SUPPLIED MATERIAL
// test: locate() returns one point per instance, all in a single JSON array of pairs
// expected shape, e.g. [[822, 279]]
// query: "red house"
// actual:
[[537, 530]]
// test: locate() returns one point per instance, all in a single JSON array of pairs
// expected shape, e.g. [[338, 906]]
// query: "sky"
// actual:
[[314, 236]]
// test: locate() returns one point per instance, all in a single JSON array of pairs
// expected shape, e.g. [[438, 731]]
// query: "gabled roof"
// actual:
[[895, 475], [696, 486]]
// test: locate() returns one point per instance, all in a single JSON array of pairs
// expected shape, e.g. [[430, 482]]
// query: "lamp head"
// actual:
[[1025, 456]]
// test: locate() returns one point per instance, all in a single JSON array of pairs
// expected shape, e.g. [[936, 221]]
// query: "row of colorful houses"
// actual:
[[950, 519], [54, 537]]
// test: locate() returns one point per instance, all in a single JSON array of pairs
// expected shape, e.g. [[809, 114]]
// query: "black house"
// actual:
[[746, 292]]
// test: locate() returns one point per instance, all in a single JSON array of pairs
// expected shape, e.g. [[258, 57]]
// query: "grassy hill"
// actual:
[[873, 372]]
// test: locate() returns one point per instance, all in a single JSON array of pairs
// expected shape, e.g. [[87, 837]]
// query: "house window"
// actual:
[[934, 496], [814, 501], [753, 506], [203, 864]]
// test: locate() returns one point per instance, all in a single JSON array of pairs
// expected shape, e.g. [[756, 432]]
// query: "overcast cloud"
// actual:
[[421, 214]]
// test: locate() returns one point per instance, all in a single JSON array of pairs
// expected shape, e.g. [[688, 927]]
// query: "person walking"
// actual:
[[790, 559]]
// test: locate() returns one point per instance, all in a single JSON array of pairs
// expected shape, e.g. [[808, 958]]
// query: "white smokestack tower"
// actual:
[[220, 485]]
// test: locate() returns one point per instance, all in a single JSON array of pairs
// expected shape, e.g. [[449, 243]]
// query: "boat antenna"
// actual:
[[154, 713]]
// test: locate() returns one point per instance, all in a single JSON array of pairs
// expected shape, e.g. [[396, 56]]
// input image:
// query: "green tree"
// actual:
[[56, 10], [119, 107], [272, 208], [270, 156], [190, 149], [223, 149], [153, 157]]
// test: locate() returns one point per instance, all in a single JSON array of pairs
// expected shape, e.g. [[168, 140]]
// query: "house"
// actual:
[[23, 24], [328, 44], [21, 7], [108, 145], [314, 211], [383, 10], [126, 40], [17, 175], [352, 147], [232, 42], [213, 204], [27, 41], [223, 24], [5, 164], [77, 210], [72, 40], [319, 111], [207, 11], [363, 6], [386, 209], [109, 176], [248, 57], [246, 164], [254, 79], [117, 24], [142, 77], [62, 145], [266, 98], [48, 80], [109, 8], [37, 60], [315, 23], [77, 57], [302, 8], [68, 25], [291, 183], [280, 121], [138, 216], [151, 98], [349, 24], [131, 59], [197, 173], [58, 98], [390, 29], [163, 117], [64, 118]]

DIRECTION
Rewrite all of the data above, changing "actual" to "observed" wherever it occurs and leaving everything else unchanged.

FINAL RESULT
// test: locate() returns one point per instance, all in a single JSON array of pairs
// expected shape, e.g. [[822, 279]]
// query: "red house"
// observed:
[[537, 530]]
// test: locate() returns one point per instance, all in a single JSON array of pairs
// expected shape, e.g. [[338, 906]]
// query: "sky"
// observed:
[[314, 236]]
// test: locate() returns one point per instance, all in a single JSON array of pairs
// expected shape, e.g. [[438, 731]]
// query: "gabled roof"
// observed:
[[895, 475], [696, 486]]
// test: locate() returns one point per instance, all in a single JSON array of pairs
// expected shape, e.g. [[430, 482]]
// query: "lamp head"
// observed:
[[1025, 456]]
// test: locate() returns one point per instance, all in a single JSON array of pairs
// expected shape, e.g. [[936, 221]]
// query: "row of colorful houses"
// observed:
[[950, 519], [54, 537]]
// test: locate() returns one point per instance, all in a single JSON array of pairs
// expected shape, e.g. [[809, 114]]
// query: "black house"
// observed:
[[746, 292]]
// test: locate() returns one point per instance, all in a single JSON array of pairs
// expected shape, e.g. [[258, 57]]
// query: "grassy hill"
// observed:
[[873, 372]]
// test: locate() returns one point per instance, all in a single JSON array of pairs
// expected shape, e.g. [[87, 837]]
// query: "house window"
// observed:
[[934, 496], [814, 501], [753, 506], [203, 864]]
// test: locate() returns one point per instance, all in a single JSON array of pairs
// expected shape, e.g. [[756, 432]]
// query: "overcast cloud"
// observed:
[[421, 214]]
// test: locate() returns one point per instance, all in a single JSON array of pairs
// expected shape, e.g. [[688, 927]]
// query: "person walking"
// observed:
[[790, 559]]
// test: locate() returns one point per instance, all in a single JSON array of pairs
// expected shape, e.g. [[808, 958]]
// query: "white smokestack tower"
// observed:
[[220, 485]]
// test: locate() returns one point per instance, all in a single JSON array of pairs
// expected shape, e.g. [[449, 243]]
// query: "boat antenna"
// observed:
[[154, 713]]
// test: locate() returns one point per instance, all in a single JSON array of pairs
// expected shape, e.g. [[396, 56]]
// input image:
// query: "green tree"
// observed:
[[56, 10], [119, 107], [272, 208], [270, 156], [190, 149], [223, 149], [153, 157]]
// test: locate() returns one point per instance, all in a single JSON array of pairs
// expected shape, e.g. [[168, 140]]
// query: "house"
// observed:
[[23, 24], [328, 44], [21, 7], [108, 145], [314, 211], [383, 10], [126, 40], [17, 175], [352, 147], [232, 42], [213, 204], [27, 41], [223, 24], [5, 164], [77, 210], [72, 40], [319, 111], [207, 11], [363, 6], [386, 209], [109, 176], [248, 57], [246, 164], [254, 79], [117, 24], [142, 77], [62, 145], [266, 98], [48, 80], [109, 8], [37, 60], [315, 23], [77, 57], [302, 8], [68, 25], [291, 183], [280, 121], [138, 216], [151, 98], [349, 24], [131, 59], [197, 173], [58, 98], [390, 29], [163, 117], [64, 118]]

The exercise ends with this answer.